**Exercise requirements:**
• 1. Copy the JavaScript optimization excerpt from "This might sound" up to and including "other applicable primitives.".
• 2. Carry on the JavaScript optimization excerpt from its last sentence.

━━ Page extract ━━

This might sound evident, but it needs to be here because there can’t be another first step to optimization: if you’re trying to optimize, you should first look into avoiding work. This includes concepts like memoization, laziness and incremental computation. This would be applied differently depending on the context. In React, for example, that would mean applying memo(), useMemo() and other applicable primitives.

1. Avoid string comparisons

Javascript makes it easy to hide the real cost of string comparisons. If you need to compare strings in C, you’d use the strcmp(a, b) function. Javascript uses === instead, so you don’t see the strcmp. But it’s there, and a string comparison will usually (but not always) require comparing each of the characters in the string with the ones in the other string; string comparison is O(n). One common JavaScript pattern to avoid is strings-as-enums. But with the advent of TypeScript this should be easily avoidable, as enums are integers by default.

// No
enum Position {
  TOP    = 'TOP',
  BOTTOM = 'BOTTOM',
}

// Yeppers
enum Position {
  TOP,    // = 0
  BOTTOM, // = 1
}

Here is a comparison of the costs:

// 1. string compare
const Position = {
  TOP: 'TOP',
  BOTTOM: 'BOTTOM',
}
 
let _ = 0
for (let i = 0; i < 1000000; i++) {
  let current = i % 2 === 0 ?
    Position.TOP : Position.BOTTOM
  if (current === Position.TOP)
    _ += 1
}

// 2. int compare
const Position = {
  TOP: 0,
  BOTTOM: 1,
}
 
let _ = 0
for (let i = 0; i < 1000000; i++) {
  let current = i % 2 === 0 ?
    Position.TOP : Position.BOTTOM
  if (current === Position.TOP)
    _ += 1
}

As you can see, the difference can be significant. The difference isn’t necessarily due to the strcmp cost as engines can sometimes use a string pool and compare by reference, but it’s also due to the fact that integers are usually passed by value in JS engines, whereas strings are always passed as pointers, and memory accesses are expensive (see section 5). In string-heavy code, this can have a huge impact.

For a real-world example, I was able to make this JSON5 javascript parser run 2x faster* just by replacing string constants with numbers.

━━━
━━ Information provided ━━

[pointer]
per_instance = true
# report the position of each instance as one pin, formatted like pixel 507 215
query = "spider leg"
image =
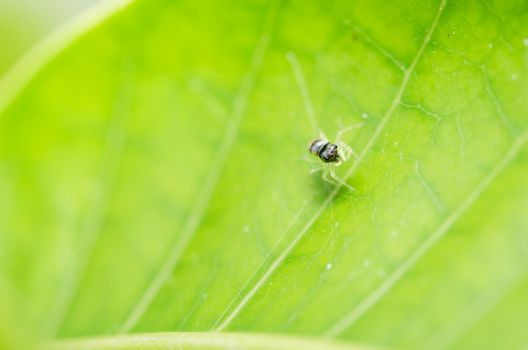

━━━

**Results of the exercise:**
• 1.
This might sound evident, but it needs to be here because there can’t be another first step to optimization: if you’re trying to optimize, you should first look into avoiding work. This includes concepts like memoization, laziness and incremental computation. This would be applied differently depending on the context. In React, for example, that would mean applying memo(), useMemo() and other applicable primitives.

• 2.
*Unfortunately it wasn’t merged, but that’s how open-source is.

2. Avoid different shapes

Javascript engines try to optimize code by assuming that objects have a specific shape, and that functions will receive objects of the same shape. This allows them to store the keys of the shape once for all objects of that shape, and the values in a separate flat array. To represent it in javascript:

const objects = [
  {
    name: 'Anthony',
    age: 36,
  },
  {
    name: 'Eckhart',
    age: 42
  },
]

const shape = [
  { name: 'name', type: 'string' },
  { name: 'age',  type: 'integer' },
]
 
const objects = [
  ['Anthony', 36],
  ['Eckhart', 42],
]
 

For example, at runtime if the following function receives two objects with the shape { x: number, y: number }, the engine is going to speculate that future objects will have the same shape, and generate machine code optimized for that shape.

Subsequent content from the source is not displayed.